**Data for the task**.
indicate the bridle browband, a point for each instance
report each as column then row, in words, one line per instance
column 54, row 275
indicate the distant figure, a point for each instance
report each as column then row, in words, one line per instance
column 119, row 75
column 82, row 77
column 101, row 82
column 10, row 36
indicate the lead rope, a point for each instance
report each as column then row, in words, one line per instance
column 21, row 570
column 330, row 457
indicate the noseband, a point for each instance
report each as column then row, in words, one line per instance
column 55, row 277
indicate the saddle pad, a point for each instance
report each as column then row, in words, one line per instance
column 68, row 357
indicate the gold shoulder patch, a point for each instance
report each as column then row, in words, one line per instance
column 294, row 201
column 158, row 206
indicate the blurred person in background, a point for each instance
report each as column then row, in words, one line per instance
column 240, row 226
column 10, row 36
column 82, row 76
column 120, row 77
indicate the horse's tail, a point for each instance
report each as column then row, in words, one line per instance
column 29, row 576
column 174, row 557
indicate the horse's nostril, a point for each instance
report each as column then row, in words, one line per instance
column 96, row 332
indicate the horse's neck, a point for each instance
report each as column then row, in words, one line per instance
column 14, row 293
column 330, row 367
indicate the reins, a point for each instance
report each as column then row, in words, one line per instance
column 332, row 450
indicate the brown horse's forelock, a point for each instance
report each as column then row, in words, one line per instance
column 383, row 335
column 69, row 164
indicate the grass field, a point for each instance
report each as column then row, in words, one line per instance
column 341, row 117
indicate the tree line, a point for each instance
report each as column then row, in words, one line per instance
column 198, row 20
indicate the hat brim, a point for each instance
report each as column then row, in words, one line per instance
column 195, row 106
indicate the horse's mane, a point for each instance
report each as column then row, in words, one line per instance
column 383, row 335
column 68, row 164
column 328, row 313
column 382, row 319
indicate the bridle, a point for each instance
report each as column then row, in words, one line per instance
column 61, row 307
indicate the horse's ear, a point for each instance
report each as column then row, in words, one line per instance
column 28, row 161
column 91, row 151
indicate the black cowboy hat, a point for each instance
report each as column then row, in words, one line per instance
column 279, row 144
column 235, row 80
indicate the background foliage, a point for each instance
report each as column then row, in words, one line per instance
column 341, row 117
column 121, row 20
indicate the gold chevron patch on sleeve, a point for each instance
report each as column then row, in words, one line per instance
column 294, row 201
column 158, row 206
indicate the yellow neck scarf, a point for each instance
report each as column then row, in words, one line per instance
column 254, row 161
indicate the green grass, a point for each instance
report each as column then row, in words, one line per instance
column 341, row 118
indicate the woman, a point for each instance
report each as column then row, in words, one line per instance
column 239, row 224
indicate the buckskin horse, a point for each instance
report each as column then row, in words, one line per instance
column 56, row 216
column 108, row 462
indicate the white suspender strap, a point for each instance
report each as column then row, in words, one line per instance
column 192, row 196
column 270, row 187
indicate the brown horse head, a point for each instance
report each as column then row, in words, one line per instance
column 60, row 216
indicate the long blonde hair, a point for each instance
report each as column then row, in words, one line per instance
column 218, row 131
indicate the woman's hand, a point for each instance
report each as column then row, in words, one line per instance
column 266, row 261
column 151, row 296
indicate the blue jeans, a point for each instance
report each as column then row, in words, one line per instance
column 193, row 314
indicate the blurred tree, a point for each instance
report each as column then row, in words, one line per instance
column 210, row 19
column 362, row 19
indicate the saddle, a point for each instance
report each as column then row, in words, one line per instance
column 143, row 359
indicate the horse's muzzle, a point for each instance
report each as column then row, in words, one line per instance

**Problem**. Change every "horse's" to "pony's" in the lines from the one containing "indicate the horse's tail, a" down to the one containing "column 330, row 367", and give those lines alone with nothing else altered.

**Response**.
indicate the pony's tail, a point for each instance
report each as column then row, in words, one line per instance
column 29, row 576
column 174, row 557
indicate the pony's nostril, a point for each instance
report each as column then row, in words, one line per instance
column 96, row 332
indicate the pony's neck, a point for each instance
report each as column then row, in words, one line per instance
column 14, row 293
column 330, row 367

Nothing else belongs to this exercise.